### MATERIAL TO PROCESS

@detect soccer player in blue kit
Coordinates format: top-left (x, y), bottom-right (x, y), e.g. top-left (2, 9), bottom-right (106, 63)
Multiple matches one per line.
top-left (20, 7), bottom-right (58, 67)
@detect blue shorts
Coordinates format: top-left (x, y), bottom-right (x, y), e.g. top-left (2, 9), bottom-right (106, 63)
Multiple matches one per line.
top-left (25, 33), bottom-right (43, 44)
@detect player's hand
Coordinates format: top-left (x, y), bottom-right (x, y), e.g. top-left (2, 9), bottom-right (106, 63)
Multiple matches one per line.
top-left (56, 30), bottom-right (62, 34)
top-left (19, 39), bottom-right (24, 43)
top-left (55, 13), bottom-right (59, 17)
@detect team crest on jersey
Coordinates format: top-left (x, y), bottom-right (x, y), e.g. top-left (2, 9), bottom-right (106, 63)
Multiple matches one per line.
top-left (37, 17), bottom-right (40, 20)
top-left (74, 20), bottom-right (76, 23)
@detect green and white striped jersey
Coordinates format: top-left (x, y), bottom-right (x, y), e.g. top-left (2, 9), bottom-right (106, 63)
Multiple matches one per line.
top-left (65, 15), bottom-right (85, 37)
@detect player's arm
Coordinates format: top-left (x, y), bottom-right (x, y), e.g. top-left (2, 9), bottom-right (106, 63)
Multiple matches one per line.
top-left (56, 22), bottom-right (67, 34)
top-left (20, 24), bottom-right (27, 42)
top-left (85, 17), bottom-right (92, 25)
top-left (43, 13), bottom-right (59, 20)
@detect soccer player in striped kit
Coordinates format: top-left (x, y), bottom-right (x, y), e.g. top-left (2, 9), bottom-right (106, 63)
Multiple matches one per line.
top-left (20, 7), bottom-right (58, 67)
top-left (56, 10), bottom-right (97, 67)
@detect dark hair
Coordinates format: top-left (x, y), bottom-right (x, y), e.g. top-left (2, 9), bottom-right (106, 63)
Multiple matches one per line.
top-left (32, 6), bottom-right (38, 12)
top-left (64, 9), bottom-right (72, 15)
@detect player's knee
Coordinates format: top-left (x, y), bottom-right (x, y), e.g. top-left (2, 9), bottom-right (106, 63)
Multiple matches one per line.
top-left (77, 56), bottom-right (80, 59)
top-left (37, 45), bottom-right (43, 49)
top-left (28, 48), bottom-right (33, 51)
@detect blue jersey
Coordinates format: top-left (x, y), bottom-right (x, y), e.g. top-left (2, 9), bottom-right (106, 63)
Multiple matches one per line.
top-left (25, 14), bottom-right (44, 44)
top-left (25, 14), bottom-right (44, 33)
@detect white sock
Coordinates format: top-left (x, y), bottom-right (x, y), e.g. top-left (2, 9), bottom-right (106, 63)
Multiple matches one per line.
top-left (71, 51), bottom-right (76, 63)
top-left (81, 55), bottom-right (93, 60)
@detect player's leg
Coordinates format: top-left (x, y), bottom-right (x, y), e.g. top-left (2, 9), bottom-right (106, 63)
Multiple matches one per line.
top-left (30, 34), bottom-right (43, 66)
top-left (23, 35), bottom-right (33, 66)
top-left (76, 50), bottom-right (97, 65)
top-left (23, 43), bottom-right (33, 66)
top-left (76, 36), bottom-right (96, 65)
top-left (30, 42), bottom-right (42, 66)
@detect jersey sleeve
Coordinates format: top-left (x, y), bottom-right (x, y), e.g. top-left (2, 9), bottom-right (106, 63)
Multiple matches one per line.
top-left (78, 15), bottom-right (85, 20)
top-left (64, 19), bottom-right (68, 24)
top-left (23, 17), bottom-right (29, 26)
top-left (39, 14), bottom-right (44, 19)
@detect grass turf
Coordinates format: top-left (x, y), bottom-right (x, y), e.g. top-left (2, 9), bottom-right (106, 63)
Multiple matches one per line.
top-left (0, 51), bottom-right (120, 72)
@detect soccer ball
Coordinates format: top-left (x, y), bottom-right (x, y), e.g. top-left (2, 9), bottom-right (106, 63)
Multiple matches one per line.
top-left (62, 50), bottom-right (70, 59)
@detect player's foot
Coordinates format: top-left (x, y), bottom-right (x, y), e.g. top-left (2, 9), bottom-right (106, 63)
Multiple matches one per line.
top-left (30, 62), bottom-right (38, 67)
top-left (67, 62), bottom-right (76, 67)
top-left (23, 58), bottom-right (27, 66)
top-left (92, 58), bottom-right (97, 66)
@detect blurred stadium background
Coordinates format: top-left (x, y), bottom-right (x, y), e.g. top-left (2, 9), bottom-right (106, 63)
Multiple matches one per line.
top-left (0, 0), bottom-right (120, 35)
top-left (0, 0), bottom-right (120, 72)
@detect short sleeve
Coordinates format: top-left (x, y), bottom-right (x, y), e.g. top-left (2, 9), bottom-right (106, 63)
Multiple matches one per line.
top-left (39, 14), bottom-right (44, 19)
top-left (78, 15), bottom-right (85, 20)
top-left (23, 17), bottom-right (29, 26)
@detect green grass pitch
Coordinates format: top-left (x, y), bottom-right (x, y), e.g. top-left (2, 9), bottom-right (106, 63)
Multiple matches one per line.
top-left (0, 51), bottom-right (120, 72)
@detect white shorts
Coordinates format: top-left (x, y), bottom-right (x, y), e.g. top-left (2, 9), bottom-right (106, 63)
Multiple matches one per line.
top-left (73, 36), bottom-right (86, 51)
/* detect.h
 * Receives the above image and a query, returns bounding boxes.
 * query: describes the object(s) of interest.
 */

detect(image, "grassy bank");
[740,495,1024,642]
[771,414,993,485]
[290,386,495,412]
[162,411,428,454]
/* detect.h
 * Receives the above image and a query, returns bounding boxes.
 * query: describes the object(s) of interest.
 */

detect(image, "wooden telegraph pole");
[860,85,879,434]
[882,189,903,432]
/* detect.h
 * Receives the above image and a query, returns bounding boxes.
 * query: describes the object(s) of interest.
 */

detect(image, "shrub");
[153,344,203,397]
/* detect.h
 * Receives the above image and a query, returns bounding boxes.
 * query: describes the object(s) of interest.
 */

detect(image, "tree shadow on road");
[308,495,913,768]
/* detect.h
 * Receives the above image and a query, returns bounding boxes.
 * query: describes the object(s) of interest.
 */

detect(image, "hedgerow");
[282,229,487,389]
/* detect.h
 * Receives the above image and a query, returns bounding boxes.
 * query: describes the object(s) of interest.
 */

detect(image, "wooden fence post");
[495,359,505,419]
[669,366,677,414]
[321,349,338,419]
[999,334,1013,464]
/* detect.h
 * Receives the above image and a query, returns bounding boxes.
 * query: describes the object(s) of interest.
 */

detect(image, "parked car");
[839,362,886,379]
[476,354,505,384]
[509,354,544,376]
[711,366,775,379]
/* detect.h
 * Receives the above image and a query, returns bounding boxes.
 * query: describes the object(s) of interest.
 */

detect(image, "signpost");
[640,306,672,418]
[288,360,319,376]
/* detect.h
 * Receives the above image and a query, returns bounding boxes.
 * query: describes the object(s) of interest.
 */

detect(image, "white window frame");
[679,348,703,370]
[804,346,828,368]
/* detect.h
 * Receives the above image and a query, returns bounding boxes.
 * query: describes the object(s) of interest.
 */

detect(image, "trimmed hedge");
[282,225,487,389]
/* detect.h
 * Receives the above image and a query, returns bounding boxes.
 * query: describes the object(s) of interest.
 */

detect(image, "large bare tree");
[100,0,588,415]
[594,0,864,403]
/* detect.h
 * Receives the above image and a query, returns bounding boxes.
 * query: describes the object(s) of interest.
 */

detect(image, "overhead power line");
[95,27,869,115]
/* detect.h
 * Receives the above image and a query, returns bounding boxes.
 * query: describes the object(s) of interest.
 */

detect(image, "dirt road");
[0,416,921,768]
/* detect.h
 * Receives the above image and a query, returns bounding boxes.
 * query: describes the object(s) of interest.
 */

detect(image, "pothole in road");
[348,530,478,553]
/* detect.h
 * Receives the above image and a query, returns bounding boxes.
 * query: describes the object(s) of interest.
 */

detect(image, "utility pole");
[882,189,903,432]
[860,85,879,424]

######
### MATERIAL TO PROCESS

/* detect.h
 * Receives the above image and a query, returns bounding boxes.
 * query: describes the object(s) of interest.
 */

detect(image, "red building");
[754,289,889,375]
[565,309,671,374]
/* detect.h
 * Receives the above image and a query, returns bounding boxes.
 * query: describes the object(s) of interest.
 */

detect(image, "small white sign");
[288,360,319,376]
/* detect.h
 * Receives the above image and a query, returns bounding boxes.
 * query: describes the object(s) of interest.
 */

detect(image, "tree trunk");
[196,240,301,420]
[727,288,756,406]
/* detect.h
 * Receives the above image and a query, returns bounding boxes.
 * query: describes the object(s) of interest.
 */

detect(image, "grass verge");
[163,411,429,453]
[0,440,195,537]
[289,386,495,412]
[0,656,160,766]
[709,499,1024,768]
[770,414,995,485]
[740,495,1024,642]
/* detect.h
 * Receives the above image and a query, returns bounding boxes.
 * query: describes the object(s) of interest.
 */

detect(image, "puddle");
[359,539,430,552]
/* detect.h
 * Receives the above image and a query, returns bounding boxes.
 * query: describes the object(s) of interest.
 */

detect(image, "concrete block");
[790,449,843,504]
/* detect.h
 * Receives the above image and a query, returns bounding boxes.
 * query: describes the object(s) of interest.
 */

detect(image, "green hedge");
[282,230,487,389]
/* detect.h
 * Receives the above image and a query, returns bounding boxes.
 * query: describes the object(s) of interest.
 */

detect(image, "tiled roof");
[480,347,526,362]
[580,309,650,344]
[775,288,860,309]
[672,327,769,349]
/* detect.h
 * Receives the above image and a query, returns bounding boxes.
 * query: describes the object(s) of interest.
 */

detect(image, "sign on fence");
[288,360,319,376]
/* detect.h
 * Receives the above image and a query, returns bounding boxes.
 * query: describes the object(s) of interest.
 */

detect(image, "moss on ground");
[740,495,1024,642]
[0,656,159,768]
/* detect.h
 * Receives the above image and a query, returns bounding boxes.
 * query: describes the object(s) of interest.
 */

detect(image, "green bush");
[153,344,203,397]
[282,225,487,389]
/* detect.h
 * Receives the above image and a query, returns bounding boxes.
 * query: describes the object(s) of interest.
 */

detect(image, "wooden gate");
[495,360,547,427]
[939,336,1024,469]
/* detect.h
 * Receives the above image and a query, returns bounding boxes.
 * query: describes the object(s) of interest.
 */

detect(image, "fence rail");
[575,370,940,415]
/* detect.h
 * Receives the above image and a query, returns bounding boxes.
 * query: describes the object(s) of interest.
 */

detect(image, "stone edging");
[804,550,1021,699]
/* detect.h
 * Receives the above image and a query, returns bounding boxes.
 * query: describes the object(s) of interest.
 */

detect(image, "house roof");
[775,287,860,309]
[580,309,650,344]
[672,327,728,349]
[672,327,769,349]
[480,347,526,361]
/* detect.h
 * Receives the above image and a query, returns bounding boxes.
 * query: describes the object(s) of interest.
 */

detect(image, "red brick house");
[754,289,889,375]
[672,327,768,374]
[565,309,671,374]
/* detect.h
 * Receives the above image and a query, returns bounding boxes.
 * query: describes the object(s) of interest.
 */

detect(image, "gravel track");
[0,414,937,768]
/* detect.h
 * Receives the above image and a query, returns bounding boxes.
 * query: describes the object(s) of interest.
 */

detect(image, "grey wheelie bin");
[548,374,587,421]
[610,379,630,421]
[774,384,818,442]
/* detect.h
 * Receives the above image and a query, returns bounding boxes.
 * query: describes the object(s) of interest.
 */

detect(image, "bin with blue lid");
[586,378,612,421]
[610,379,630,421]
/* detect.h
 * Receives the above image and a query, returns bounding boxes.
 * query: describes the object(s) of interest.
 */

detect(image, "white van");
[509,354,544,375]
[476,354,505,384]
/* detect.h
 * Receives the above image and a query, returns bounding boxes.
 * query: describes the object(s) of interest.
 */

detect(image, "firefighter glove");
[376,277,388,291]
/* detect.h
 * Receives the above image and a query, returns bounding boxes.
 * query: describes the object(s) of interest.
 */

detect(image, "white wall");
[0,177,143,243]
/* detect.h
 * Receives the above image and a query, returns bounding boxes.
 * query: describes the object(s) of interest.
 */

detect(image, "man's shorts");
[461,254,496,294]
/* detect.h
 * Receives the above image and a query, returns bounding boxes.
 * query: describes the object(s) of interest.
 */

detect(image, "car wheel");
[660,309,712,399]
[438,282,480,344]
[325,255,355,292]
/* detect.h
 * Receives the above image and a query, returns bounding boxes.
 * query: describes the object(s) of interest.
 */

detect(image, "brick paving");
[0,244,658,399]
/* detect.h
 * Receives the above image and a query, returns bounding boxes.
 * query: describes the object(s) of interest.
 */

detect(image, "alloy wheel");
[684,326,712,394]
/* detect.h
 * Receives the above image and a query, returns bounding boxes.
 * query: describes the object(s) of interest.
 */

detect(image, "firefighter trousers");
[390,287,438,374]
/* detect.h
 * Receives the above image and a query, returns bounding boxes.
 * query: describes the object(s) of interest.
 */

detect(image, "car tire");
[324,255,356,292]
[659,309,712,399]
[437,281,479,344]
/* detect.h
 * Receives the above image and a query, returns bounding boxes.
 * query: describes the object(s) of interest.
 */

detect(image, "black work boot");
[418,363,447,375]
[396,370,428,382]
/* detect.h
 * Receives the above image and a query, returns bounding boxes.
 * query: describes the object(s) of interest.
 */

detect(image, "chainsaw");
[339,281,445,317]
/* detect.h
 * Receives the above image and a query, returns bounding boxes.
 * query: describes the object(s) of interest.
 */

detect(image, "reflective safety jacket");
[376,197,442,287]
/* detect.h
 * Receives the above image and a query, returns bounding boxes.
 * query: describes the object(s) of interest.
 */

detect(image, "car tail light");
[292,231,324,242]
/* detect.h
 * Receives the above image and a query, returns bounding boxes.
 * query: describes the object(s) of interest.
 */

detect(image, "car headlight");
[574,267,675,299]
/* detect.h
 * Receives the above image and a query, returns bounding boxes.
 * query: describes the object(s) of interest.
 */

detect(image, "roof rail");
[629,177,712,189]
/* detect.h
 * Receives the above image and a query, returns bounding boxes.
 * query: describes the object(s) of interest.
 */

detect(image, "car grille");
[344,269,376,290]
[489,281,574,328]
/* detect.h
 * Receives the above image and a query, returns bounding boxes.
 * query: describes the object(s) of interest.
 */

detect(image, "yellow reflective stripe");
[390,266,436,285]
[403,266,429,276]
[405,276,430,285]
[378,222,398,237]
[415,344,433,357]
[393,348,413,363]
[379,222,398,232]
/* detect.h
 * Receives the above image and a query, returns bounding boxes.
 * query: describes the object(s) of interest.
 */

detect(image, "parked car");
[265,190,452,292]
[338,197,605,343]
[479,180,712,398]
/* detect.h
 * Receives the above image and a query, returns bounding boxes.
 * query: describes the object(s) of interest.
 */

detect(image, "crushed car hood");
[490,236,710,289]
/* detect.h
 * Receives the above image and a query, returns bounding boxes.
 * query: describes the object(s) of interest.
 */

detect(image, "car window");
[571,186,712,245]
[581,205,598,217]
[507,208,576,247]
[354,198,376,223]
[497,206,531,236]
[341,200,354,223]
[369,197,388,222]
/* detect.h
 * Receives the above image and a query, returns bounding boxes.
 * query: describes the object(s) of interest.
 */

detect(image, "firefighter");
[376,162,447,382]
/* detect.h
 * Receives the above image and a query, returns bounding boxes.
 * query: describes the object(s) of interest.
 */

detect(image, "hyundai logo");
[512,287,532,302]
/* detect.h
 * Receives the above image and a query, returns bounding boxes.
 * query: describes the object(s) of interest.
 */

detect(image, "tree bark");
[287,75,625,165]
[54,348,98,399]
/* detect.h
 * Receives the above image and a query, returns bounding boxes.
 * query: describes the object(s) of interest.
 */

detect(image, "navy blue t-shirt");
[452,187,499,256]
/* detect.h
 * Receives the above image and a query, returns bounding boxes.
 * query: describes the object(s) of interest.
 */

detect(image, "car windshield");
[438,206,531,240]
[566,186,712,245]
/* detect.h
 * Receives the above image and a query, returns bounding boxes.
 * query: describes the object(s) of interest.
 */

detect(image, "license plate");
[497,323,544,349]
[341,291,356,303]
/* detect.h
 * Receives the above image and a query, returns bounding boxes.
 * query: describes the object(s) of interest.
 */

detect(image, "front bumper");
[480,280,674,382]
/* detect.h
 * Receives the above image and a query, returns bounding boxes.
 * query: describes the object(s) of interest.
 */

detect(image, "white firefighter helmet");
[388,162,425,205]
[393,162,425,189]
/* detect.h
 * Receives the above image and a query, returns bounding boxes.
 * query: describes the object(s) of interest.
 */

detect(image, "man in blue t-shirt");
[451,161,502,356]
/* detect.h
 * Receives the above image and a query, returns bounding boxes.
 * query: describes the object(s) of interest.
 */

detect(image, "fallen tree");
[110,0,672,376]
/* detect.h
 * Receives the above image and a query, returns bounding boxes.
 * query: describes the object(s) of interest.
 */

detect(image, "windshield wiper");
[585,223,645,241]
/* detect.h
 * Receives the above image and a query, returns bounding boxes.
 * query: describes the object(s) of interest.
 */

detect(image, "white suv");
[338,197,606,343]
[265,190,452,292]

######

WHAT THE TASK ASKS: Repeat the data above verbatim, starting at the line that contains "in blue kit" and ending after the line that contains "top-left (65, 15), bottom-right (85, 37)".

THE SOLUTION:
@detect soccer player in blue kit
Coordinates format: top-left (x, y), bottom-right (x, y), e.g. top-left (2, 9), bottom-right (106, 63)
Multiple matches one per line.
top-left (20, 7), bottom-right (58, 67)
@detect blue shorts
Coordinates format: top-left (x, y), bottom-right (x, y), e.g. top-left (2, 9), bottom-right (106, 63)
Multiple matches one per line.
top-left (25, 33), bottom-right (43, 44)
@detect player's hand
Coordinates format: top-left (x, y), bottom-right (x, y), e.g. top-left (2, 9), bottom-right (106, 63)
Multiple matches one per line.
top-left (56, 30), bottom-right (62, 34)
top-left (19, 39), bottom-right (24, 43)
top-left (55, 13), bottom-right (59, 17)
@detect team crest on jersey
Coordinates format: top-left (x, y), bottom-right (x, y), e.g. top-left (2, 9), bottom-right (106, 63)
Multiple matches one per line.
top-left (37, 17), bottom-right (40, 20)
top-left (74, 20), bottom-right (76, 23)
@detect green and white striped jersey
Coordinates format: top-left (x, y), bottom-right (x, y), e.g. top-left (2, 9), bottom-right (106, 63)
Multiple matches one per line.
top-left (65, 15), bottom-right (85, 37)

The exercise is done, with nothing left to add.